In the records below, find the line containing "the black ponytail" and retype it and every line after it exactly, adding nothing.

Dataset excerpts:
§

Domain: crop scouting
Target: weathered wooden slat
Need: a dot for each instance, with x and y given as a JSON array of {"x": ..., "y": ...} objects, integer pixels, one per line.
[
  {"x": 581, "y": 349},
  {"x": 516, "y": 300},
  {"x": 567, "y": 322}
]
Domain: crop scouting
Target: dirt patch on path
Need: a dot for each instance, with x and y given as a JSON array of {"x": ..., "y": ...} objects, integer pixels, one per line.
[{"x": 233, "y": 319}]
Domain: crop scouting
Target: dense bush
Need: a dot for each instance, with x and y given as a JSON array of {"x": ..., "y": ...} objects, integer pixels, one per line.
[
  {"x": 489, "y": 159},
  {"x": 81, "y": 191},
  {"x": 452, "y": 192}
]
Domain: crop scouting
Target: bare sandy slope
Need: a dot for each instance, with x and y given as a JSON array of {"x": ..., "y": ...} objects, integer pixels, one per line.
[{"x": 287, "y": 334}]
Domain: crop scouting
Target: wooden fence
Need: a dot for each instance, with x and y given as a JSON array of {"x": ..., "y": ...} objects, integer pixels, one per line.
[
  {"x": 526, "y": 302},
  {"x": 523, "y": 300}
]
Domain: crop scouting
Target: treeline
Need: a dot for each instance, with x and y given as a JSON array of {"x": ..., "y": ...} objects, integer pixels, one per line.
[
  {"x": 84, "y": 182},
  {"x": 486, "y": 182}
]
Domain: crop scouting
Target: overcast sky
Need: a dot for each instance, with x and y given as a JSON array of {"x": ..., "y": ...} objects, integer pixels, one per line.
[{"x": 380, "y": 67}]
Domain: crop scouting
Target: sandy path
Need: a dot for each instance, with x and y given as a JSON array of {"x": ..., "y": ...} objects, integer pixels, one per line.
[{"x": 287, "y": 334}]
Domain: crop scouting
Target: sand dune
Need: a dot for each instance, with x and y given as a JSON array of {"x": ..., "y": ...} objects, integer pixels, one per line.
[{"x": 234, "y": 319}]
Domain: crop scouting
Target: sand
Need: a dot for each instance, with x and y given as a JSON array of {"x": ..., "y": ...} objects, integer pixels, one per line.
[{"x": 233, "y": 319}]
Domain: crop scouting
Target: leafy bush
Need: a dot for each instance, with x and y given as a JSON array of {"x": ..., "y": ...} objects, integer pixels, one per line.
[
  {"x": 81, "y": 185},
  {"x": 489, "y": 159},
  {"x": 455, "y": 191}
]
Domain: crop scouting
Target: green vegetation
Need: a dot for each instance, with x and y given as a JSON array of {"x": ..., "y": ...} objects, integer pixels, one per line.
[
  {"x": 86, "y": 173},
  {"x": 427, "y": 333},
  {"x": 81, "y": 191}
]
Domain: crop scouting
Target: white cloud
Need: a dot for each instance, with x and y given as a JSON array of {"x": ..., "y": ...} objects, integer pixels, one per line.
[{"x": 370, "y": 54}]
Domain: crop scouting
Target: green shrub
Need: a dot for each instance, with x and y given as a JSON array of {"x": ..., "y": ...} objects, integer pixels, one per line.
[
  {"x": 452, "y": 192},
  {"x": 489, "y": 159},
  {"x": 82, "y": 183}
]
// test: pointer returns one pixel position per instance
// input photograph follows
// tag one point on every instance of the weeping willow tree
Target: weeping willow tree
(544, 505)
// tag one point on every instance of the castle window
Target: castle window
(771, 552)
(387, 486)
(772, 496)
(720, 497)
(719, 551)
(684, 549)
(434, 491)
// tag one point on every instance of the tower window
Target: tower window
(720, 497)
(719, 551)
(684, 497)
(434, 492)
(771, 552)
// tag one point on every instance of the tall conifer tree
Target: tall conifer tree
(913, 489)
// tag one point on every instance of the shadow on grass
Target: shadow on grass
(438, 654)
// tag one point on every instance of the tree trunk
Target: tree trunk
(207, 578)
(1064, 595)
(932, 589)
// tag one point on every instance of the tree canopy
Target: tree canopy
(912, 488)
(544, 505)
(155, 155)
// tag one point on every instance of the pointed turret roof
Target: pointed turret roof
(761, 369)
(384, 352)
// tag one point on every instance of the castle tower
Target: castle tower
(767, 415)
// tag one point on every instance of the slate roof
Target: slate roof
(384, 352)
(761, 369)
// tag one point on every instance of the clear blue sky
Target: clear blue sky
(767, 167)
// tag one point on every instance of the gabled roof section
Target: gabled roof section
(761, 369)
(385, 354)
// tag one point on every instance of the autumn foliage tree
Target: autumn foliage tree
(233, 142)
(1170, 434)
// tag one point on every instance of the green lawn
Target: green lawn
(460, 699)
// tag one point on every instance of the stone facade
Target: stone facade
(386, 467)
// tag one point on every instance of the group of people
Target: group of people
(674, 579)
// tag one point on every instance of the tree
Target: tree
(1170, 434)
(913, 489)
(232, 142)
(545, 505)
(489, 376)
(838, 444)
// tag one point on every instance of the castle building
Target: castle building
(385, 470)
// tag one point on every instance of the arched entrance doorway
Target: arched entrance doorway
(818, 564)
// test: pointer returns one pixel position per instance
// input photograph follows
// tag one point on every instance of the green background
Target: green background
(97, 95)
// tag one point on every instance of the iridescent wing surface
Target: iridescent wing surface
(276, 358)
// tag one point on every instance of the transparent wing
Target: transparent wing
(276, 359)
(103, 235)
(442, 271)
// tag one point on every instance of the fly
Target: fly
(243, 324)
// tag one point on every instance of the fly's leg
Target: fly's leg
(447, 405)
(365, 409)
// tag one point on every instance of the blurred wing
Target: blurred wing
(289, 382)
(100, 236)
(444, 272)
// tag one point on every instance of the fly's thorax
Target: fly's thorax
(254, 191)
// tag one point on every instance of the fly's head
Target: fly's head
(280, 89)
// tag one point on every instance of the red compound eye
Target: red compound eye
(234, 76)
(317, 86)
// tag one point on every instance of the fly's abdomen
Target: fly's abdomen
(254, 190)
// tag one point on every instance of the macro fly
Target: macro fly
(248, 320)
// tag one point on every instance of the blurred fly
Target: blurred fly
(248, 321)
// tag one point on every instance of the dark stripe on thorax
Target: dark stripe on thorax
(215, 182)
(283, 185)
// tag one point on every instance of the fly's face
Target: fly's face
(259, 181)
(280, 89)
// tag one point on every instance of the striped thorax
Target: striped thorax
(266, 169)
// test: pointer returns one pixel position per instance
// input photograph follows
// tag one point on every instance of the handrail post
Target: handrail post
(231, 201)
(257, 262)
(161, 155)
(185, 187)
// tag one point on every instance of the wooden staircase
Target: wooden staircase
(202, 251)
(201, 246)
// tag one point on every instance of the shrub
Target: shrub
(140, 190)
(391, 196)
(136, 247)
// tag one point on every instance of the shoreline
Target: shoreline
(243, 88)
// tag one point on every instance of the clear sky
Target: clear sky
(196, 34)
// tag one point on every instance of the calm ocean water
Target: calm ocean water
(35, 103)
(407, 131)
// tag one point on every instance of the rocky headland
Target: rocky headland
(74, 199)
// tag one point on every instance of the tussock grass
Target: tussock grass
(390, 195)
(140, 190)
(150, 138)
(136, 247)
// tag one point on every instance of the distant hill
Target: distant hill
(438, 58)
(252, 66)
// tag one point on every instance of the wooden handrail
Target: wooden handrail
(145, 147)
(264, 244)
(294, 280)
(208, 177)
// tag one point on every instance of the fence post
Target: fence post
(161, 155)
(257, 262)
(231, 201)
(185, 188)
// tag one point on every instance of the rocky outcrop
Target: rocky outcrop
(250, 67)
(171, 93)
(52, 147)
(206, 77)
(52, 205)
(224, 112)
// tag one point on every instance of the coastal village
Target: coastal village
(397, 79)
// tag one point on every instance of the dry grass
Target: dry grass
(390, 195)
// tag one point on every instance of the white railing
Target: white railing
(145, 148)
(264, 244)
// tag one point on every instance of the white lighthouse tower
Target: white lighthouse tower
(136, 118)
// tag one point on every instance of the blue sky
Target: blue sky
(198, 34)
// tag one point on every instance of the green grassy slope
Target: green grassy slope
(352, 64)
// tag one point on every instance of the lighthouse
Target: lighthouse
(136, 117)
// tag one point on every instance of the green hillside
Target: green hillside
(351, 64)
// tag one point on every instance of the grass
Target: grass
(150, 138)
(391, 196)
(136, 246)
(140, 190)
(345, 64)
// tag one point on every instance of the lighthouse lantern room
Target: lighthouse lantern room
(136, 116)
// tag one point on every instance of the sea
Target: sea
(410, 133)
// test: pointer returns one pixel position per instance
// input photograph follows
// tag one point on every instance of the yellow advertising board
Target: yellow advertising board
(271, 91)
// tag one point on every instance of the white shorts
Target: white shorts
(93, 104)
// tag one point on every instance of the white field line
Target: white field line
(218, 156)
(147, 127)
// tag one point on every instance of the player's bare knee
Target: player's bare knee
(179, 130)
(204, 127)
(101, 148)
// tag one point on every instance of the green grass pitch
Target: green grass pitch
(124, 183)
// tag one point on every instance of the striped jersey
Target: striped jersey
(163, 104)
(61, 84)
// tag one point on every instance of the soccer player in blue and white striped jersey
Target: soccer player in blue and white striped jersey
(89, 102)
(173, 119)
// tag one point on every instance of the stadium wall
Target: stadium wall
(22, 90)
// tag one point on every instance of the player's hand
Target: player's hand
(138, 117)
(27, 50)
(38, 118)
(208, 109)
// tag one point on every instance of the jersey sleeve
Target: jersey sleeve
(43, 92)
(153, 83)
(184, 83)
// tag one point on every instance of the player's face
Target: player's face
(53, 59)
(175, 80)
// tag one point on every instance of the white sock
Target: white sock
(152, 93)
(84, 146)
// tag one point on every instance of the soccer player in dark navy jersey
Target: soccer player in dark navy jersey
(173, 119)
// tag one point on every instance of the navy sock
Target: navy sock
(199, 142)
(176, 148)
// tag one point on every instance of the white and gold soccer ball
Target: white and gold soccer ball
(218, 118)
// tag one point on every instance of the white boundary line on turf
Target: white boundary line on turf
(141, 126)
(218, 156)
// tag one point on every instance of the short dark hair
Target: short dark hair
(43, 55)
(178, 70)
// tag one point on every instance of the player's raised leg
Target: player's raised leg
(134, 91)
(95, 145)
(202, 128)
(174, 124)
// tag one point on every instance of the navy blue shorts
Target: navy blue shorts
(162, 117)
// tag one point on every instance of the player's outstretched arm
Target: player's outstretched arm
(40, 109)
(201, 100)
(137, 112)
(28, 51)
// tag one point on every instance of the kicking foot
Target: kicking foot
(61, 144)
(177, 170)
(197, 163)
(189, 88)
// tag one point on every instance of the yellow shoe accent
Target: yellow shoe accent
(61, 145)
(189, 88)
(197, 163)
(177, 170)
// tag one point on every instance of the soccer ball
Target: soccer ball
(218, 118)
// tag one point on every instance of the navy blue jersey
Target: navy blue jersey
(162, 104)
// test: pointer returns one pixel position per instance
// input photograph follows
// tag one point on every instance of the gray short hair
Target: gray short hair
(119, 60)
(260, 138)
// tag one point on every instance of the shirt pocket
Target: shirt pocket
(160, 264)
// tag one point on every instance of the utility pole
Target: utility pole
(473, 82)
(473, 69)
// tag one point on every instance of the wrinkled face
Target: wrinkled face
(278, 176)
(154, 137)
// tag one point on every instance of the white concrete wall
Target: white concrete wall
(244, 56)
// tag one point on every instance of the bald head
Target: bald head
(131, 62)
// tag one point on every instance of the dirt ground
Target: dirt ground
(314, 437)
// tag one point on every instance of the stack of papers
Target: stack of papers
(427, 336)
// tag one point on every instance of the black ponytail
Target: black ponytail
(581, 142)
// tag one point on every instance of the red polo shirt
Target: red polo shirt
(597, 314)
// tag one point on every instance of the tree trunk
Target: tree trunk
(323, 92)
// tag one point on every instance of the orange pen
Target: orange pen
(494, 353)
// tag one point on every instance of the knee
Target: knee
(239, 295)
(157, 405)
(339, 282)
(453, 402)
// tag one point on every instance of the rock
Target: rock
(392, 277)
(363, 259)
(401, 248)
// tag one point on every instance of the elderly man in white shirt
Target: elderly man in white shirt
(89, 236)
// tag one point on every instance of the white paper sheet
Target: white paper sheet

§

Task output =
// tag one point on every instance of the black ponytail
Target: black ponytail
(581, 142)
// tag one point on every instance of the red polo shirt
Target: red polo shirt
(597, 314)
// tag one point on every instance of the tree trunk
Target: tree trunk
(323, 92)
// tag one point on every instance of the orange pen
Target: orange pen
(494, 353)
// tag one point on every instance of the knee
Target: knee
(239, 295)
(157, 405)
(339, 282)
(453, 402)
// tag one point on every instance of the rock
Target: rock
(392, 277)
(363, 259)
(401, 248)
// tag one point on every instance of the elderly man in white shirt
Target: elderly man in white shirt
(89, 236)
// tag one point on every instance of the white paper sheet
Target: white paper sheet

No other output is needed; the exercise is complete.